### Exercise
Repeat the listing exactly as given, omitting every image.

### Input records
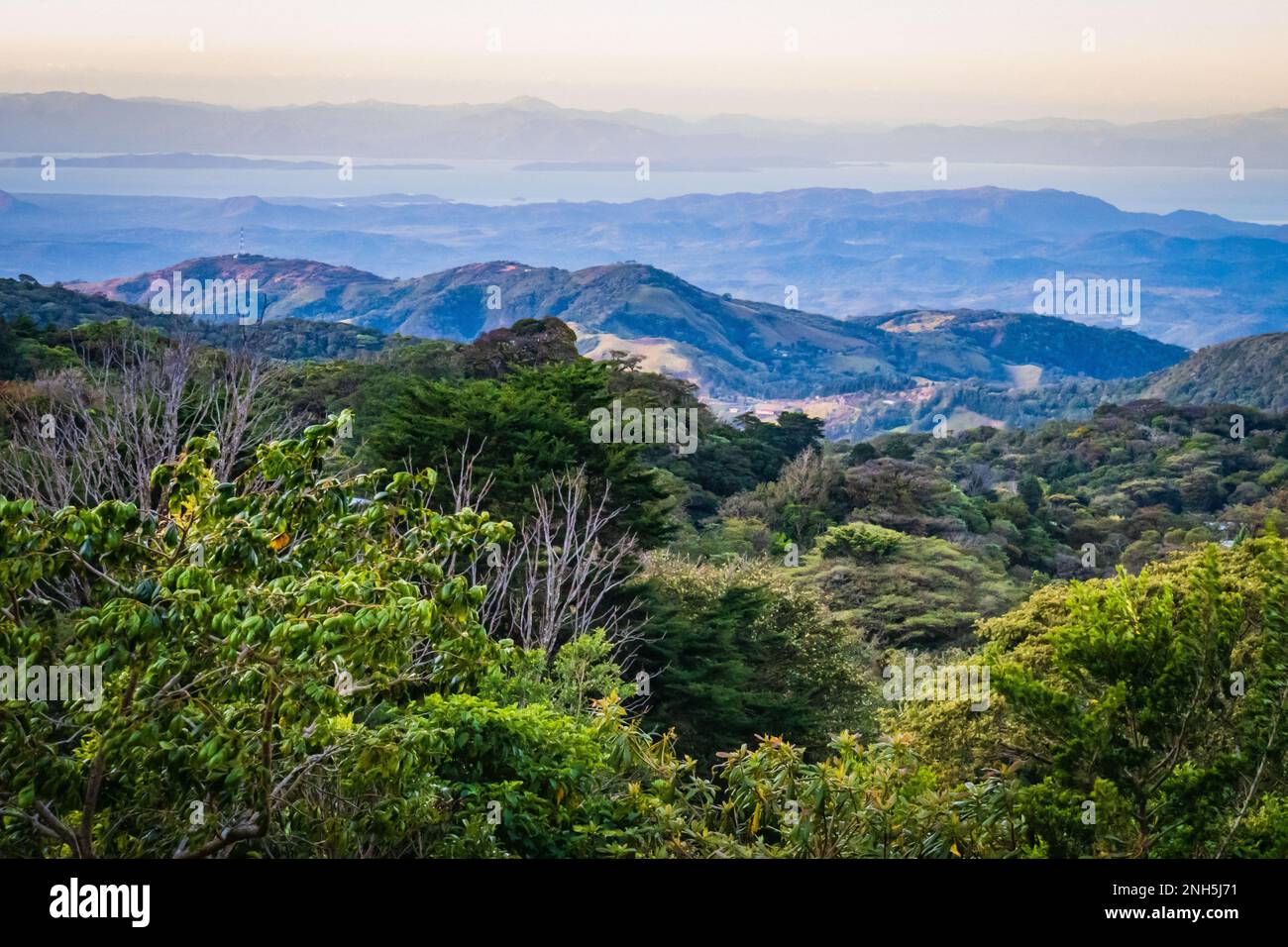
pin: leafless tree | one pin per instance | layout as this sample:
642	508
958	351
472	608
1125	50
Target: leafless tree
97	432
562	575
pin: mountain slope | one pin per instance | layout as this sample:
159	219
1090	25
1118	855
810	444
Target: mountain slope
1244	371
850	253
728	347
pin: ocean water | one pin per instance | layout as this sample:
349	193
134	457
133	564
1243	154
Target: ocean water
1262	197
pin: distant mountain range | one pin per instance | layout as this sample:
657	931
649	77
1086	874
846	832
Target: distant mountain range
730	348
1244	371
846	252
902	369
531	129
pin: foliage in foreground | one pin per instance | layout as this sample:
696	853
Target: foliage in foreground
291	669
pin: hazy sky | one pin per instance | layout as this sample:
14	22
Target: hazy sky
858	59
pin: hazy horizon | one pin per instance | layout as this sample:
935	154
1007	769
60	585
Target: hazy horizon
917	60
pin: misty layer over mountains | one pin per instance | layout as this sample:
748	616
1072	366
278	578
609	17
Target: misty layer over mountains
533	129
846	253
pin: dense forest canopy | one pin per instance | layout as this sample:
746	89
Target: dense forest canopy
394	599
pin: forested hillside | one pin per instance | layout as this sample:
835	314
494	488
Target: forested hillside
404	602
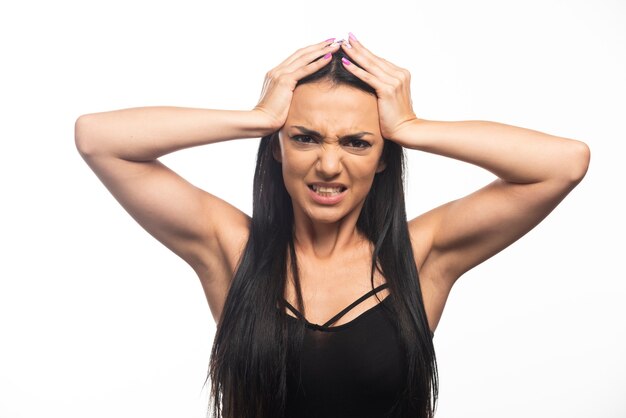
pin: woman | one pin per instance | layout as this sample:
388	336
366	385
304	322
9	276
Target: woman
319	306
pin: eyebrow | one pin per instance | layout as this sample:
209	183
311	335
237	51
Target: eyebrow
307	131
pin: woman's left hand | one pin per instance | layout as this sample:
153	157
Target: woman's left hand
392	85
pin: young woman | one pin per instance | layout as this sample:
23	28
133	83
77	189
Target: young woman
326	299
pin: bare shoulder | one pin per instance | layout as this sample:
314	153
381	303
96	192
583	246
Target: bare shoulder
222	251
434	283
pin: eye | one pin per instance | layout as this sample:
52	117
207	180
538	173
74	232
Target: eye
358	143
303	139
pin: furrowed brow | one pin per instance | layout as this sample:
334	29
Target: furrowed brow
307	131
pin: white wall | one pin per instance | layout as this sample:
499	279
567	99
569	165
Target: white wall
98	319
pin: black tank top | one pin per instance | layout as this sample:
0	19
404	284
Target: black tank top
355	369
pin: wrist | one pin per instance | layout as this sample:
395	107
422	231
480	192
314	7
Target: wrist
265	123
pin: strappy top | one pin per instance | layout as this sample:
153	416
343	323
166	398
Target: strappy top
327	326
356	369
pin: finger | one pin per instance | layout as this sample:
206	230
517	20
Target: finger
378	83
303	71
308	58
304	51
371	62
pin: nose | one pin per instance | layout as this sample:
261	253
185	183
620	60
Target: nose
329	162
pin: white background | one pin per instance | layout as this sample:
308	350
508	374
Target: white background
98	319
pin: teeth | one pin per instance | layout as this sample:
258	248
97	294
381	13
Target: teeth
331	190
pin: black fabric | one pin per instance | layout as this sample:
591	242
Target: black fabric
355	369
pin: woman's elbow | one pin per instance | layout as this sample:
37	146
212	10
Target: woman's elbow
84	136
578	161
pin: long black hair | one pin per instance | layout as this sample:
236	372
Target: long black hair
248	365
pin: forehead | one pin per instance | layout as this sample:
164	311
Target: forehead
333	109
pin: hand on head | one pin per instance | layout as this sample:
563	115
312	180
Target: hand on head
390	82
392	85
281	81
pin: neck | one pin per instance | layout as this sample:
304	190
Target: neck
326	240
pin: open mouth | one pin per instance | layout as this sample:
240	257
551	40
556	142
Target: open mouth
327	191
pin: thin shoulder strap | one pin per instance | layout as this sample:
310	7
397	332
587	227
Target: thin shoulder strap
292	309
353	304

### Completed task
pin: leafless tree | one pin per instance | layout as this sample:
642	508
958	351
472	608
1125	50
Target: leafless tree
97	432
562	575
pin: mountain slope | one pin per instance | layout as this sample:
159	219
1090	25
1118	855
810	444
Target: mountain slope
1244	371
850	253
728	347
pin: ocean water | one pin per instance | layout as this sample:
349	193
134	457
133	564
1243	154
Target: ocean water
1262	197
pin: distant mountain range | one pin per instance | layout as this sample:
657	931
649	77
1086	874
846	832
Target: distant mountain range
730	348
1244	371
846	252
902	369
531	129
pin: foliage in foreground | one pin per instance | layout as this sample:
696	853
Target: foliage in foreground
291	669
pin: hazy sky | one pin per instance | layout as this sample:
14	22
Target: hazy sky
858	59
pin: hazy horizon | one pin per instance | layout as this sample:
935	154
1007	769
60	585
Target: hazy horizon
917	60
pin: misty layer over mountains | one pin per instance | layout as this sample:
748	616
1072	366
278	578
609	17
Target: misty layer over mountains
533	129
846	253
pin: dense forest canopy | one pin per instance | layout as this sample:
746	89
Target: dense forest canopy
394	599
pin: forested hillside | one pin per instance | layout as this sample:
835	314
494	488
Target: forested hillside
404	602
pin: woman | one pin per instance | layout as this sample:
388	336
366	385
304	322
9	276
Target: woman
319	306
pin: eyebrow | one pin per instance | layout as this sample:
209	183
311	335
237	51
Target: eyebrow
307	131
pin: woman's left hand | one pin per instance | layout as this sample:
153	157
Target: woman's left hand
392	85
pin: young woman | one pin per instance | layout as this sample:
23	28
133	83
77	189
Target: young woman
326	299
pin: bare shoulder | one pin per instance | layout as this sample:
314	153
381	303
96	192
583	246
Target: bare shoulder
222	251
434	283
pin: eye | one pin per instance | layout as this sample:
52	117
207	180
538	173
74	232
Target: eye
358	143
303	139
pin: furrowed brow | one pin per instance | layout as this sample:
334	29
Target: furrowed brow
307	131
pin: white wall | one pin per instance | layout as this sample:
499	279
567	99
569	165
Target: white wall
98	319
pin: black tank top | one pin per instance | layout as this sample:
0	19
404	284
Target: black tank top
355	369
pin: wrist | one pin per instance | layout as this sample:
395	107
422	231
480	192
314	7
Target: wrist
265	123
pin: strappy top | one pin per instance | layout as this sample:
153	416
343	323
166	398
Target: strappy top
327	326
356	369
pin: finger | one pin per instance | layout as this sample:
206	230
517	20
Target: finger
378	83
303	71
308	58
304	51
371	62
pin: nose | one pin per instance | layout as this sample:
261	253
185	183
620	60
Target: nose
329	162
pin: white background | one pin per instance | layout as this sample:
308	350
508	374
Target: white background
98	319
pin: teeth | one pin per instance | layout as this sample:
258	248
97	294
381	13
Target: teeth
331	190
pin: black fabric | one pin per instance | layout as this sample:
591	242
Target: black fabric
355	369
pin: woman's elbow | one pin per instance | layout as this sample:
37	146
212	10
Target: woman's elbow
84	136
578	161
pin: long black hair | one pin per instance | layout as this sample:
236	372
Target: long black hair
248	365
pin: forehead | one pin per instance | layout as this sample:
164	311
Target: forehead
333	109
pin: hand on head | one pin per instance | layout as this sample:
563	115
312	180
Target: hand on head
390	82
392	85
281	81
pin: neck | one pin per instance | layout as this sample:
304	190
Target: neck
326	240
pin: open mouth | one pin per instance | layout as this sample:
240	257
551	40
556	142
Target: open mouth
327	191
pin: thin shoulder strap | one pin per instance | layout as this sample:
310	7
397	332
587	227
Target: thin shoulder strap
292	309
353	304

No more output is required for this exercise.